▶ GOALS:
(a) Answer these questions from the ERP negotiation tips:
(i) Besides minimizing cost, what two things does negotiating a contract with a software vendor involve?
(ii) In the example given, which module might one system use to convert a lead into a customer with an order, and which module might other systems require instead?
(iii) For how long should you ask the vendor to hold the annual maintenance price steady?
(b) Using the ERP negotiation tips, say whether each statement is true, and back up each answer with the exact words that settle it:
(i) Most vendors refuse to negotiate roles and responsibilities.
(ii) Annual maintenance is where vendors make their real profit.
(iii) All ERP vendors group functionality within the same modules.
(c) Carry on the ERP negotiation tips, picking up right after their last sentence.

▶ PROVIDED TEXT:
○ ○ ○ ○

9 Tips for ERP Negotiation
1. Understand Roles and Responsibilities
Some of our clients go into vendor negotiations ready to beat up their vendor on cost. However, negotiating a contract with your software vendor isn’t just about minimizing cost. It’s also about managing risk and clarifying roles and responsibilities.
A low-cost deal isn’t going to do you much good if the vendor has shifted all the risk to you to help get to the desired number. Fortunately, most vendors are willing to negotiate roles and responsibilities.
Here are some questions to ask yourself as you’re reviewing the vendor contract and statement of work:
- Who is responsible for training end users?
- Who is responsible for data cleansing and migration? How much historical data will be converted?
- Who will handle overall project management of internal and external resources?
- What are the assumptions surrounding changes to the configuration of the software? This is especially pertinent if you have been sold an “industry pre-configured” solution.
- How many internal resources does the vendor assume you will dedicate to the project?
- Who is responsible for system testing, business process testing and integration?
- Who will create system and security profiles in the system?
- Who will handle Sarbanes-Oxley, FDA, system validation and other regulatory compliance requirements?
2. Understand the Scope of Modules and Functionality
Constant updates to software versions, multiple variations of available modules and disconnects between the demo and proposal cycle can create ambiguities.
For example, not all ERP vendors group functionality within the same modules. While a customer relationship management (CRM) module for one system may include a robust way to convert a lead into a customer with a corresponding order, other systems may require use of an order entry module.
Companies also may experience confusion when sales teams demo one version of a product, while the proposal team assumes a different version of the software without explaining the difference.
3. Consider Annual Maintenance Costs
This is where vendors make their real profit. As such, vendors will usually hold the line on this annual fee, especially if you’ve negotiated an aggressive deal on software licenses.
At the very least, you should remember to include a maximum amount that vendors can raise their annual maintenance fee. Asking if the vendor can hold the price steady for at least three years is a good way to control costs.

○ ○ ○ ○

(Excerpts of location labeling data)
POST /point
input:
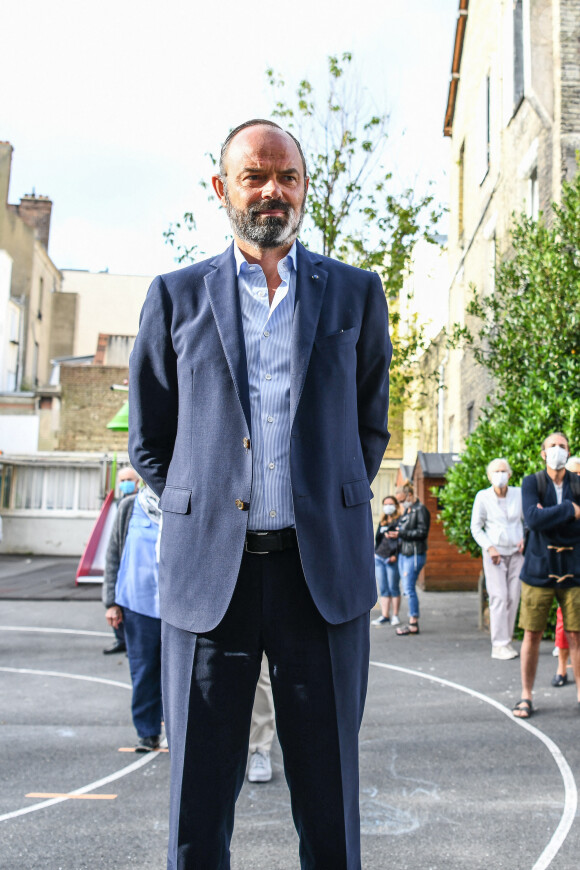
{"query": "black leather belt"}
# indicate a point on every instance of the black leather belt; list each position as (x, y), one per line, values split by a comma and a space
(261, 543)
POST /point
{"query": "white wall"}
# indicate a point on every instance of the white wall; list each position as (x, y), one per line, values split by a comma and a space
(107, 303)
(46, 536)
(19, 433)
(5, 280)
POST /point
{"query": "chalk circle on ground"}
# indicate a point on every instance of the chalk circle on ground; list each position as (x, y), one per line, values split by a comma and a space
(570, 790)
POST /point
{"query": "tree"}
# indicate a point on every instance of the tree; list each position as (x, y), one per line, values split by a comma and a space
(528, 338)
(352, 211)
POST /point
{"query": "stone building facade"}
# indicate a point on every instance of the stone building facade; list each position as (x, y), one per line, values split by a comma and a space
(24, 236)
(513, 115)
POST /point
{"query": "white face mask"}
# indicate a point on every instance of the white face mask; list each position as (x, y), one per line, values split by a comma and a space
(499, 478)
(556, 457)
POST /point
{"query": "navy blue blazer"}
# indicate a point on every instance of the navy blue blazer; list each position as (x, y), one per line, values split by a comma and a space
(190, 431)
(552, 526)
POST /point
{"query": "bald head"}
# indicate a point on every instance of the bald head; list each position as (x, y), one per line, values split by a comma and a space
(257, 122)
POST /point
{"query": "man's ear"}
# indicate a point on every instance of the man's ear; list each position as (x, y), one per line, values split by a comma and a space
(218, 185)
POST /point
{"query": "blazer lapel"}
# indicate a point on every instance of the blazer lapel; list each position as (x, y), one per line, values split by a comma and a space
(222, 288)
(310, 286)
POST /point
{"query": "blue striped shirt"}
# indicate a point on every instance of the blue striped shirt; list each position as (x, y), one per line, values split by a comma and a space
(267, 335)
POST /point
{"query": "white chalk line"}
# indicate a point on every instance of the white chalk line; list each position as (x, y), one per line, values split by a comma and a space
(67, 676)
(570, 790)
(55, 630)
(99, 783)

○ ○ ○ ○

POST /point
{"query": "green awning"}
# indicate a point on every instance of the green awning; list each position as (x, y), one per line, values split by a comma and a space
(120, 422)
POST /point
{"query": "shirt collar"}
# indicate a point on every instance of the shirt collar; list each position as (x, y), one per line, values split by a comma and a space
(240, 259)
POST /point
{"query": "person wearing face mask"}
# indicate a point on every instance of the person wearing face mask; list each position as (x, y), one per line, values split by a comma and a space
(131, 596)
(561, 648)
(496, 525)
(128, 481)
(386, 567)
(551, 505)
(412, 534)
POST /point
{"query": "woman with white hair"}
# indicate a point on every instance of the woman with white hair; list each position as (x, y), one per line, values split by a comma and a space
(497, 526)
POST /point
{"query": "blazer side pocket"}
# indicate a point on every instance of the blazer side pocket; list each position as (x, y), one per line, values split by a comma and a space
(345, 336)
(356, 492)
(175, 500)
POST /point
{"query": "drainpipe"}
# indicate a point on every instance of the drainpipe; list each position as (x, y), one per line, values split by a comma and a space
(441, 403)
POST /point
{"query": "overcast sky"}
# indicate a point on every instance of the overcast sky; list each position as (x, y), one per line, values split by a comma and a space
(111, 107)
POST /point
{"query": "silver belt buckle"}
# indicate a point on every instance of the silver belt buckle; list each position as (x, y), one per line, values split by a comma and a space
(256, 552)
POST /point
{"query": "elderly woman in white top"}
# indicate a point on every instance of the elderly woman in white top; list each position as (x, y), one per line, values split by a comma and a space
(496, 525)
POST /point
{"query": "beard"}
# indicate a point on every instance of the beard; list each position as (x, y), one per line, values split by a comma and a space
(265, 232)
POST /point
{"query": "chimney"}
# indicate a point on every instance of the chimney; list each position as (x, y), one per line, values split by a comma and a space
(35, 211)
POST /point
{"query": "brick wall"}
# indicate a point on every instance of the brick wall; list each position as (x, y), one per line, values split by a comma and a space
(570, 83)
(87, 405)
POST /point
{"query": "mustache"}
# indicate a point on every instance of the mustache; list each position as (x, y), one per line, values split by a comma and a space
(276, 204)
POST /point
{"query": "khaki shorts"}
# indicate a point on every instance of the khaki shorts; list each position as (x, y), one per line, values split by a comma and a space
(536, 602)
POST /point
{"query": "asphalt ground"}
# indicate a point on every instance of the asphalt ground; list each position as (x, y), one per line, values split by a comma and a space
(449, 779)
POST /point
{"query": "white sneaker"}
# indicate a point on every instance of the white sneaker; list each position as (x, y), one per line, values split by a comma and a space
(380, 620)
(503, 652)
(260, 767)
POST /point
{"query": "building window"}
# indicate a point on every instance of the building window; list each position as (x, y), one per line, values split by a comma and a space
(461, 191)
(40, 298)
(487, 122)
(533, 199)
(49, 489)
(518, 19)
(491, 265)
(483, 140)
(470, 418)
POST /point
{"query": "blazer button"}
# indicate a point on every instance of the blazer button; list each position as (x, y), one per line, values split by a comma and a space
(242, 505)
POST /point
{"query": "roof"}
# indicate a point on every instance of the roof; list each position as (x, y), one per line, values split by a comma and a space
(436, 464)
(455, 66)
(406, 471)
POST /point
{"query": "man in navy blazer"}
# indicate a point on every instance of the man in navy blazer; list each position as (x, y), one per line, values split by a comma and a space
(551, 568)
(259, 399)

○ ○ ○ ○

▶ RESPONSES:
(a)
(i) Managing risk and clarifying roles and responsibilities.
(ii) One system may use a customer relationship management (CRM) module, while other systems may require an order entry module.
(iii) At least three years.

(b)
(i) No. "Fortunately, most vendors are willing to negotiate roles and responsibilities."
(ii) Yes. "This is where vendors make their real profit."
(iii) No. "not all ERP vendors group functionality within the same modules."

(c)
4. Don’t Assume the First Offer is the Best Offer
As with any negotiation, vendors typically start by offering software at their list price and reducing from there.
Don’t be afraid to ask your vendor to reduce their software pricing, particularly as it relates to license costs. Vendors typically are flexible in their software pricing because they have several other ways to make money, whether it be through ongoing maintenance, professional services or training.
5. Review the Contract Terms and Conditions
Some common things to look for include payment terms (you don’t want to pay for everything up front), and what happens if you don’t like the vendor’s technical implementation resources.
In general, you want to look for other conditions that can be more advantageous to the vendor than to your company.
6. Don’t Buy More Software Than You Need
One common pitfall is purchasing more software than you need, whether it be in terms of unnecessary modules or too many users. For example, we recently worked with a mid-size manufacturing company that estimated it had purchased $600,000 of licenses that were not going to be used by the company anytime in the near future.
It’s always easier to add to your purchase over time, but nearly impossible to scale back on licenses you’ve already committed to. Even if your ERP vendor is offering you a “once-in-a-lifetime” deal on software licenses, you likely are going to overcompensate for the cost savings by purchasing software you don’t need.
Don’t let these “time-sensitive” discounts create a sense of urgency. Most sales reps will continue to honor discounted pricing after the discount period.
We recommend purchasing what you need when you need it and pre-negotiating the price on future purchases to avoid license cost increases. When we negotiate deals for clients, they’re able to purchase additional licenses, modules or users at pre-defined costs for three years or more.
7. Distinguish Between FUD (Fear, Uncertainty, Doubt) and Reality
One of the most common sales tactics in any industry is to create fear, uncertainty and doubt in the minds of potential buyers. Buyers of ERP solutions face similar tactics, whether it’s being told that only the vendor’s direct professional services group is able to handle the implementation, or that the maintenance contract will be void if a non-certified consultant installs and configures the software.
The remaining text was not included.